> **WORK INSTRUCTION**: Summarize the passage about the heart monitor during a colonoscopy in two sentences.

There I was, hooked up to a heart monitor as the doctor zeroed in with needle in hand. It wasn’t a big deal. I was about to be anesthetized for a routine if mildly unpleasant colonoscopy. I wouldn’t even have been consciously aware of being stressed but for the monitor’s tinny, insistent allegrissimo: Clear as a bell, my heart began to race as the needle neared, despite my rational mind.
It was fascinating how completely my subtlest anxiety was reflected in my heart rate. It lasted no longer than a few seconds; the prick was minor, yet my body registered a little internal yelp. I remarked upon it because I had been reviewing statistics showing that African-Americans suffer from chronic hypertension at five to seven times the rate of Americans deemed white. While high blood pressure is not necessarily associated with emotional distress, distress can certainly increase blood pressure.
I do not mean to imply that my little moment of trepidation represented any significant measure of arterial tension. Surely it didn’t rise to the average stress level of getting my seventh grader to finish his homework. Nothing about the situation ranked near the way my temples throb whenever Michael Jackson and O.J. Simpson are compressed into the same sentence.

> **PROVIDED DATA**:
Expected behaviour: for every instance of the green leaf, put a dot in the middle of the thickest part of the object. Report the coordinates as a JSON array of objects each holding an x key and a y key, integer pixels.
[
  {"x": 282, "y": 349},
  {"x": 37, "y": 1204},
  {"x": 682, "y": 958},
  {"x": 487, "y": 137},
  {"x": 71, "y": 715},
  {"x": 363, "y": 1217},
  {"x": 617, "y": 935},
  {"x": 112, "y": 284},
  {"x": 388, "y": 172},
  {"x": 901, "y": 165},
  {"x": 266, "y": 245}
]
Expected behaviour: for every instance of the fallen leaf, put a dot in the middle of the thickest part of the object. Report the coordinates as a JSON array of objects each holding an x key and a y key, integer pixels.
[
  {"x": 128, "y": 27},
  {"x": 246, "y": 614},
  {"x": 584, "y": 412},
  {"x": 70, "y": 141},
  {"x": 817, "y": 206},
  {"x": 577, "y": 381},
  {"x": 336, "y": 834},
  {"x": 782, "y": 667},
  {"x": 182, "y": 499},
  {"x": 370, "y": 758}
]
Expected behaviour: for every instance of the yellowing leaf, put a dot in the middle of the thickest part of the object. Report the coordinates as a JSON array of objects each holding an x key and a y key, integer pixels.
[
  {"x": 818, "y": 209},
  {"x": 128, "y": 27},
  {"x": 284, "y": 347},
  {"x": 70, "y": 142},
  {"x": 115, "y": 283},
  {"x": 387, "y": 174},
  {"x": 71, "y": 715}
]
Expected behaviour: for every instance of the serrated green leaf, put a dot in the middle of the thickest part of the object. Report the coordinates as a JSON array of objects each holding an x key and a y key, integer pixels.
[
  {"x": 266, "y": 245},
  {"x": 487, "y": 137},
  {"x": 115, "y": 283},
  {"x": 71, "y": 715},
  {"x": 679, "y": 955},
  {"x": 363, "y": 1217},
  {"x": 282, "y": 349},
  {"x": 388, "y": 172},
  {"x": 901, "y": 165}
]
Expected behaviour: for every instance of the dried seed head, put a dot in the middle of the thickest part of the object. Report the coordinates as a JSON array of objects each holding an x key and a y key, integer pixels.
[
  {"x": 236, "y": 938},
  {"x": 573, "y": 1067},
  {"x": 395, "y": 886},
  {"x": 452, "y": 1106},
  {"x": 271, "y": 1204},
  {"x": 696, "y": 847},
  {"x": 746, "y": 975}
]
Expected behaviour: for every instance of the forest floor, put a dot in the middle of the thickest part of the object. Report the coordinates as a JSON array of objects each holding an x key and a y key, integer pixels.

> **EXERCISE RESULT**: As a doctor approached with a needle before a routine colonoscopy, the writer heard a heart monitor reveal a racing pulse, a brief anxiety the writer would not otherwise have consciously noticed. The moment stood out because the writer had been reviewing statistics showing that African-Americans suffer chronic hypertension at five to seven times the rate of Americans deemed white, though the writer stresses that this small trepidation was minor next to everyday stresses such as getting a seventh grader to finish his homework.